What you need to do:
A: Echo the passage on Calvin's discipline in Geneva word for word, starting at "The severity of" and ending at "Europe and America.".
B: In the passage on Calvin's discipline in Geneva, after what event did the Council concede to the Consistory the undisputed power of excommunication?
C: Pick up the passage on Calvin's discipline in Geneva after its last sentence and keep writing it.
**** Text extract ****
At first the Council, following the example of Basel and Bern, denied to the Consistory the right of excommunication. The persons excluded from the Lord’s Table usually appealed to the Council, which often interceded in their behalf or directed them to make an apology to the Consistory. There was also a difference of opinion as regards the consequences of excommunication. The Consistory demanded that persons cut off from the Church for grievous offenses and scandalous lives should be banished from the State for a year, or until they repent; but the Council did not agree. Calvin could not always carry out his views, and acted on the principle to tolerate what he could not abolish. It was only after his final victory over the Libertines in 1555 that the Council conceded to the Consistory the undisputed power of excommunication.

From these facts we may judge with what right Calvin has so often been called “the Pope of Geneva,” mostly by way of reproach. As far as the designation is true, it is an involuntary tribute to his genius and character. For he had no material support, and he never used his influence for gain or personal ends. The Genevese knew him well and obeyed him freely.

 

106. Calvin’s Theory of Discipline

Discipline is so important an element in Calvin’s Church polity, that it must be more fully considered. Discipline was the cause of his expulsion from Geneva, the basis of his flourishing French congregation at Strassburg, the chief reason for his recall, the condition of his acceptance, the struggle and triumph of his life, and the secret of his moral influence to this day. His rigorous discipline, based on his rigorous creed, educated the heroic French, Dutch, English, Scotch, and American Puritans (using this word in a wider sense for strict Calvinists). It fortified them for their trials and persecutions, and made them promoters of civil and religious liberty.

The severity of the system has passed away, even in Geneva, Scotland, and New England, but the result remains in the power of self-government, the capacity for organization, the order and practical efficiency which characterizes the Reformed Churches in Europe and America.

Calvin’s great aim was to realize the purity and holiness of the Church as far as human weakness will permit. He kept constantly in view the ideal of “a Church without spot or wrinkle or blemish,” which Paul describes in the Epistle to the Eph_5:27. He wanted every Christian to be consistent with his profession, to show his faith by good works, and to strive to be perfect as our Father in heaven is perfect. He was the only one among the Reformers who attempted and who measurably carried out this sublime idea in a whole community.

Luther thought the preaching of the gospel would bring about all the necessary changes, but he had to complain bitterly, at the end of his life, of the dissolute manners of the students and citizens at Wittenberg, and seriously thought of leaving the city in disgust.
**** Dataset extract ****
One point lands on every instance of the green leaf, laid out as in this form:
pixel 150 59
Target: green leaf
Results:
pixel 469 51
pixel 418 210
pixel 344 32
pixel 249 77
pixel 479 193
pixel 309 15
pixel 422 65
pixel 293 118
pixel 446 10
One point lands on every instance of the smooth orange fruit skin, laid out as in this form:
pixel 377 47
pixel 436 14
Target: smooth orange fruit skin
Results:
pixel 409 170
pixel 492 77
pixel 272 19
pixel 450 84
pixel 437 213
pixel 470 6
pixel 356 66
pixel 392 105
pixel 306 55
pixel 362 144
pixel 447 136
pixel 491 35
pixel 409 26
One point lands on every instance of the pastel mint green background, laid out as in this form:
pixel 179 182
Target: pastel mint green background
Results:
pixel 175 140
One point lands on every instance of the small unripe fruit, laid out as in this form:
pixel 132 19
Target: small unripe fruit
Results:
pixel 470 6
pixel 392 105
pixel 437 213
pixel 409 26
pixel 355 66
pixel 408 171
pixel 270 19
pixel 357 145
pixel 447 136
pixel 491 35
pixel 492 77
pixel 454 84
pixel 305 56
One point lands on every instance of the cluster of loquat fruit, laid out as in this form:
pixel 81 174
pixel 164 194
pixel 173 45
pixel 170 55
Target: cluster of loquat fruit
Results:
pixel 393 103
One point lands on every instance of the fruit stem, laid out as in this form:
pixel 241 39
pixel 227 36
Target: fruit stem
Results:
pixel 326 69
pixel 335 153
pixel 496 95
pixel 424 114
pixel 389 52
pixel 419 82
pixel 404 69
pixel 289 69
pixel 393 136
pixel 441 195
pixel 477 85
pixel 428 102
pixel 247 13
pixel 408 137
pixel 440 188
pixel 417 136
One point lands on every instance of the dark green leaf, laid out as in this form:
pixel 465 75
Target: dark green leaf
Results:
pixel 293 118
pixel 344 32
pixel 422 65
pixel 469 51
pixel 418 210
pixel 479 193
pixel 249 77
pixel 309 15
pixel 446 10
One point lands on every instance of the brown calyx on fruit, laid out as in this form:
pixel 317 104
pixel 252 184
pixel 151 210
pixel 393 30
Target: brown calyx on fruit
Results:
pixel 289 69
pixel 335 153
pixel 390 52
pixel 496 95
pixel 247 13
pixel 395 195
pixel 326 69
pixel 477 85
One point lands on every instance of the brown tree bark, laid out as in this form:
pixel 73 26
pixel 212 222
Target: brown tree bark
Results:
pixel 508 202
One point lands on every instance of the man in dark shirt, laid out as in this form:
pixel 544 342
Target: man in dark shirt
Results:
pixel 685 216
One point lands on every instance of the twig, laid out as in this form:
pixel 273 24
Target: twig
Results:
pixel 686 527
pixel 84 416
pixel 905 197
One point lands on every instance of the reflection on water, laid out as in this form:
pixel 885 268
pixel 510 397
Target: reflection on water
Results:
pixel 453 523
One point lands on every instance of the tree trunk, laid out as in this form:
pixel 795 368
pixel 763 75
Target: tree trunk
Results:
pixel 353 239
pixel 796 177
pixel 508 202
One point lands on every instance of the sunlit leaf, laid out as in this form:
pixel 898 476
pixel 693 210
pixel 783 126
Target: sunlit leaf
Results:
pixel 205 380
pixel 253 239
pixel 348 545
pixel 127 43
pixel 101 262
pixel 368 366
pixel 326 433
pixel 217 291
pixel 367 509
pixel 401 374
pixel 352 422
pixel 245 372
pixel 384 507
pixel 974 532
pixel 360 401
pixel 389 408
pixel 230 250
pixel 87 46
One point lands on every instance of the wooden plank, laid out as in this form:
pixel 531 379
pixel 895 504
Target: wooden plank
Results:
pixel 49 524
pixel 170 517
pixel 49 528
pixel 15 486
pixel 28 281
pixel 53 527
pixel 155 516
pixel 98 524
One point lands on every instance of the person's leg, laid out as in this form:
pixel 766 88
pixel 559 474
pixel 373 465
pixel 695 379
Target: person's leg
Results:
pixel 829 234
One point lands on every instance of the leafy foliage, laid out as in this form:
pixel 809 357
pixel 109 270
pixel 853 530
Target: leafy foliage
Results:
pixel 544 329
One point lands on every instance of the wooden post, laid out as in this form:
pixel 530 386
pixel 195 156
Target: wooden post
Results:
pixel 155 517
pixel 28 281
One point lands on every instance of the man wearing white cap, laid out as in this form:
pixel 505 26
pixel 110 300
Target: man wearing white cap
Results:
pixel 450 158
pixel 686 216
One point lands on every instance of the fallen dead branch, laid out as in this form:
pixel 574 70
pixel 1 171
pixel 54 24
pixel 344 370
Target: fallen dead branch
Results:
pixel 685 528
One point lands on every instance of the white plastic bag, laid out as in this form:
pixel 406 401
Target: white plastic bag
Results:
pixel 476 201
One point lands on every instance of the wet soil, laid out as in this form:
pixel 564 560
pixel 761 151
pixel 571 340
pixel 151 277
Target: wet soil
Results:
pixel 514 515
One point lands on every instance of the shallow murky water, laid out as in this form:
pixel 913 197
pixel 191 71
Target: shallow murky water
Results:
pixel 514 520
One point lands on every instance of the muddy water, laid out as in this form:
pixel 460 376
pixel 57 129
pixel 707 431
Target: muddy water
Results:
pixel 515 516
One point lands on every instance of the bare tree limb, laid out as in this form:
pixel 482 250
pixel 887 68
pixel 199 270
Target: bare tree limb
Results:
****
Task responses:
A:
The severity of the system has passed away, even in Geneva, Scotland, and New England, but the result remains in the power of self-government, the capacity for organization, the order and practical efficiency which characterizes the Reformed Churches in Europe and America.

B: After Calvin's final victory over the Libertines in 1555.

C:
Calvin knew well enough that the ideal could only be imperfectly realized in this world, but that it was none the less our duty to strive after perfection. He often quotes Augustin against the Donatists who dreamed of an imaginary purity of the Church, like the Anabaptists who, he observes, “acknowledge no congregation to belong to Christ, unless it be in all respects conspicuous for angelic perfection, and who, under pretext of zeal, destroy all edification.” He consents to Augustin’s remark that “schemes of separation are pernicious and sacrilegious, because they proceed from pride and impiety, and disturb the good who are weak, more than they correct the wicked who are bold.” In commenting on the parable of the net which gathered of every kind (Mat_13:47), he says: “The Church while on earth is mixed with good and bad and will never be free of all impurity …. Although God, who is a God of order, commands us to exercise discipline, he allows for a time to hypocrites a place among believers until he shall set up his kingdom in its perfection on the last day. As far as we are concerned, we must strive to correct vices and to purge the Church of impurity, although she will not be free from all stain and blemish till Christ shall separate the goats from the sheep.”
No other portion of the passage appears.